▶ **WHAT IS NEEDED**:
Restate the listing that follows word for word, without its pictures.

▶ **GIVEN INFORMATION**:
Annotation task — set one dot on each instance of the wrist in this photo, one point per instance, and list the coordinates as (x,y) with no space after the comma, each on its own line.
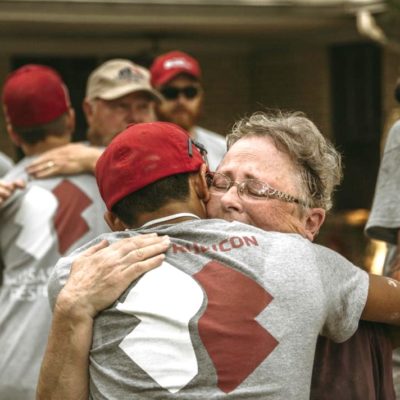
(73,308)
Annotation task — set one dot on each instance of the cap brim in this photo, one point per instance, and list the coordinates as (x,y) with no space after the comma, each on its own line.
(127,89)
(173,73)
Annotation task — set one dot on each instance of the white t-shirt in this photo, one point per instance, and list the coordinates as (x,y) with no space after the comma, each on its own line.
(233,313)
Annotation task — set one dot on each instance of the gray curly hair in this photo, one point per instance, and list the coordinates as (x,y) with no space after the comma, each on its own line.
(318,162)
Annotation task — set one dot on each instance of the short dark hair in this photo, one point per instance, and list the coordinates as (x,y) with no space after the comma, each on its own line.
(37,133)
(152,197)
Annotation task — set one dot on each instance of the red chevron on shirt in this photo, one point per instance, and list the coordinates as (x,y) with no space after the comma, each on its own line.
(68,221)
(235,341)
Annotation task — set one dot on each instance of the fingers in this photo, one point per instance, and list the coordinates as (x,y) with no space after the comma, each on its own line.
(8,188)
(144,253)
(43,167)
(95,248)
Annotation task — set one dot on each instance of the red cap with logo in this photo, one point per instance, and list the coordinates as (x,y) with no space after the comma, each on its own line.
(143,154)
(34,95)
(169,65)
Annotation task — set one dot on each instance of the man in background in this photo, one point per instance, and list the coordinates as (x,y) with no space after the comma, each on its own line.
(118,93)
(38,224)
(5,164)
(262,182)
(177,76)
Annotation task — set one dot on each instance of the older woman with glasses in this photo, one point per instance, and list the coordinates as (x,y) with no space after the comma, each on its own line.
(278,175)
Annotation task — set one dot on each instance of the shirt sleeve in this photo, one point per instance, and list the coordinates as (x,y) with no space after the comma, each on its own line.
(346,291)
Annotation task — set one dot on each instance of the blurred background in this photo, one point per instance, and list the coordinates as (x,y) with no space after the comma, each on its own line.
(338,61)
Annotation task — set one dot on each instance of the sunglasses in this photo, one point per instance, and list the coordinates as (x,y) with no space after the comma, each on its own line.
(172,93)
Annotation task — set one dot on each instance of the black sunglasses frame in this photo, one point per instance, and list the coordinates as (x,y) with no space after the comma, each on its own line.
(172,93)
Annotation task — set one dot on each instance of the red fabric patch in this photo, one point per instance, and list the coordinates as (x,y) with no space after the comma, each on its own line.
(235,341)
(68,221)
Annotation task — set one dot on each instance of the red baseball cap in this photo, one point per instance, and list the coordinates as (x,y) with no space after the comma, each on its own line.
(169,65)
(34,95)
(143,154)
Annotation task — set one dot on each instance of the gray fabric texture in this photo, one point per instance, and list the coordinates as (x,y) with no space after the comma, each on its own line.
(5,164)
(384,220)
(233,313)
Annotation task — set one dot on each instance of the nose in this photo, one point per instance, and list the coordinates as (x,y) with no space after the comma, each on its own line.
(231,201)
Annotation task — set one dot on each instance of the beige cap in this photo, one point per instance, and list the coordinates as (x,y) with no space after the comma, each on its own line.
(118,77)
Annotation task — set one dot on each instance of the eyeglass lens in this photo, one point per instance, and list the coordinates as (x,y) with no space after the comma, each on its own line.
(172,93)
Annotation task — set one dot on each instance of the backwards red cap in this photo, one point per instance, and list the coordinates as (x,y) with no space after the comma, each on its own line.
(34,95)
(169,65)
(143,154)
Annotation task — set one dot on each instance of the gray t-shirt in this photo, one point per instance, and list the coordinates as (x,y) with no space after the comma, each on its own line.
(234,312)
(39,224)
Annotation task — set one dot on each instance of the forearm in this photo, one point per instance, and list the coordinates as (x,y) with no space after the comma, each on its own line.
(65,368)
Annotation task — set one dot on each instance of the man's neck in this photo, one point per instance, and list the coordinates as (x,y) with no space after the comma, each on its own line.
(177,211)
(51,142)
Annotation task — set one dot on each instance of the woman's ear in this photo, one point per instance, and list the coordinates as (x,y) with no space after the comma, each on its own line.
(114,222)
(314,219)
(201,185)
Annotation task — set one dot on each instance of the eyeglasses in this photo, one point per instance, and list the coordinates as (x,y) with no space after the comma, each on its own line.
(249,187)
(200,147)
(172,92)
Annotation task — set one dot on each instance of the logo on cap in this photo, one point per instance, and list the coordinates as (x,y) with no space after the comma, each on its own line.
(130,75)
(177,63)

▶ **RESPONSE BELOW**:
Annotation task — set one dot on each instance of the wrist in this photo, one point per instance, and list the coordinates as (x,y) with no space after the comma, each on its own line.
(73,308)
Annotation task — set one dot on each instance of the cap brim in this photo, one point per instance, and list the coordinates as (x,y) with no space after the comma, each on its own line.
(127,89)
(173,73)
Annotation task — set one dot on each instance of the white t-shirt in this photo, one point per instance, and list the coordinates as (x,y) with no space after the comma, each on its own line.
(233,313)
Annotation task — set one dot on each instance of the gray curly hair in this photo, one point per instance, and list the coordinates as (x,y) with no space after the comma, each on its own line.
(318,162)
Annotation task — set one dot on each instance of the short dark hair in this photo, one point per instance, and list the coordinates as (x,y) with no space after the comma, each on its own line.
(37,133)
(152,197)
Annotation task — set one dot on each instance of the red chevron on shirt in this photo, one point per instance, and list the coordinates as (x,y) with no space after the comma, each on its own line.
(68,221)
(235,341)
Annotation task — set one dot on each instance of the fingers in this photo, one point per instance, and list the coordinates as (x,y) with no space after the comma, each on its own line.
(8,188)
(144,253)
(43,167)
(95,248)
Annotation task — set one dot on each instance of the red cap with logo in this photo, one point per instance, and list the coordinates as (x,y) with no space after the comma, each on its own line.
(143,154)
(34,95)
(169,65)
Annotation task — set one dot on each instance of the man in background in this photo, one point per instance, and list the coordinates as (x,y) with no space after the comma, each on its own line.
(118,93)
(38,224)
(5,164)
(262,182)
(177,76)
Annotation task — set one dot on each instance of the older woman with glasses in this photo, one point per instance, and list the coordinates as (x,y) with no space after the comma, each on its own line.
(278,175)
Annotation task — set one dot on each instance of the shirt sleeve in this photo, one point per instance, and list the coordinates as (x,y) with no space after the comma, each on its own line.
(346,291)
Annotation task — set one dot on each instance of the blurred background in this photo, one point per instance, and list the coordinates as (x,y) with no space after the comma, each on its own line.
(338,61)
Annotation task — set one dot on each instance of the sunglasses in this photo, one point per instance, and list the coordinates as (x,y) with no space after the comma, each on its own line.
(172,93)
Annotation task — set one dot on each instance of the black sunglasses frame in this photo, one point per instance, and list the coordinates as (x,y) with no space after the comma, each on its own line.
(172,93)
Annotation task — set one dot on each instance of the red fabric patch in this photo, one point per instance, and list the coordinates as (x,y) with no space after the comma, each on its own line.
(235,341)
(68,221)
Annotation task — set one dot on each instance of the red baseball cap in this photo, one point per instance, and list the coordinates as (x,y) with no space after the comma, each on its own line.
(169,65)
(34,95)
(143,154)
Annotation task — set one dot on each instance of the gray fabric texture in this photo, one point per instance, and list the coordinates as (x,y) with no space after the comma, each on its own line.
(5,164)
(384,220)
(233,313)
Annotation task — set one dot on each instance of the nose in this photo, one point per instance, and list the coordinates as (x,y) with no space after the comma, each on its own line.
(231,201)
Annotation task — set one dot on each instance of the beige cap in this photo, one point per instance, and list the coordinates as (x,y) with no space after the comma, each on its own line.
(118,77)
Annotation task — set one dot on each instance of the eyeglass lens in this photo, one point per instance, and list the coordinates as (x,y) with no space after the comma, each on its own line.
(172,93)
Annotation task — set one dot on each instance of the backwards red cap in this photo, one point per instance, and list the coordinates as (x,y) with no space after the comma, each on its own line.
(34,95)
(169,65)
(143,154)
Annotation task — set one dot on each instance of the gray t-shirt in this photo, one point per instance, and list the coordinates as (x,y) with no space after the comma, each on its own line.
(234,312)
(39,224)
Annotation task — set one dot on each instance of the forearm in this photo, one point per instance, and list the coordinates as (x,y) with no space after the comma, each on its own line.
(65,368)
Annotation task — set one dot on each instance of the man's neck in this photo, one point per instance, and list the coordinates as (x,y) with no space after the comma, each on its own line.
(177,211)
(51,142)
Annotation task — set one dot on each instance of the woman's ear in this photo, one point per instance, and list the coordinates as (x,y) with no space after the comma, each on its own line.
(114,222)
(314,219)
(201,185)
Annotation task — set one dot on each instance of the eyeglasses in this photo, one point per instance, and list the coordinates as (x,y) with no space after the comma, each on its own line.
(249,187)
(200,147)
(172,92)
Annotation task — set one dot on each instance of the logo on cap in this photo, one point per instance, and list the coordinates as (x,y) with no space after the comma, each on its own line.
(130,75)
(177,63)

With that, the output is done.